BRUCE D. BLACK, Senior District Judge.

THIS MATTER comes before the Court on Plaintiff's Supplemental Brief in Support of Motion for Summary Judgment (Doc. 92), Defendant's Motion for Leave to File Amended Answer (Doc. 97), Plaintiff's Second Supplemental Brief in Support of Motion for Summary Judgment (Doc. 134), and Plaintiff's Motion to Strike Unsupported Valuation of Real Property by Defense Counsel and to Strike Expert Report (Doc. 116). Having reviewed the pleadings, the governing authority and being otherwise fully informed, the Court finds that Plaintiff's Motion for Summary Judgment is not well-taken and will be denied, Defendants' Motion to Amend is well-taken and will be granted, and Plaintiff's Motion to Strike will be denied as moot.

I. Background

A. Factual and Procedural Background

Jimmie W. Davis ("Plaintiff") filed this breach of contract action, individually and as trustee of the Jimmie W. Davis Revocable Trust ("the Trust"), to recover on two promissory notes ("Notes") executed by Defendant St. Anselm Exploration Company ("St. Anselm") and personally guaranteed by Defendants Anna Wells ("Wells") and Mark Palmer ("Palmer'). See Amended Complaint (Doc. 16). St. Anselm, Wells, and Palmer (collectively, "the Defendants") have admitted that St. Anselm breached the terms of both Notes, and that each Defendant is jointly and severally liable for the principal, interest, and cost of collection on both Notes. See Defendants' Answer to Amended Complaint (Doc. 18) at 5-6, ¶¶ 25-26.

*****

=== GIVEN INSTRUCTION 1 ===
In the court opinion, what ruling does the Court make on Plaintiff's Motion to Strike?
=== GIVEN INSTRUCTION 2 ===
Echo the passage of the court opinion starting at "I. Background" and ending at "5-6, ¶¶ 25-26.".

=== SUPPLIED INFORMATION ===

*****

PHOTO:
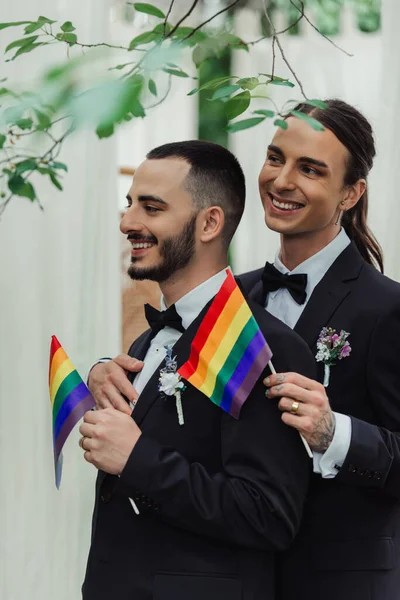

*****

=== CORRECT OUTPUT 1 ===
It will be denied as moot.

=== CORRECT OUTPUT 2 ===
I. Background

A. Factual and Procedural Background

Jimmie W. Davis ("Plaintiff") filed this breach of contract action, individually and as trustee of the Jimmie W. Davis Revocable Trust ("the Trust"), to recover on two promissory notes ("Notes") executed by Defendant St. Anselm Exploration Company ("St. Anselm") and personally guaranteed by Defendants Anna Wells ("Wells") and Mark Palmer ("Palmer'). See Amended Complaint (Doc. 16). St. Anselm, Wells, and Palmer (collectively, "the Defendants") have admitted that St. Anselm breached the terms of both Notes, and that each Defendant is jointly and severally liable for the principal, interest, and cost of collection on both Notes. See Defendants' Answer to Amended Complaint (Doc. 18) at 5-6, ¶¶ 25-26.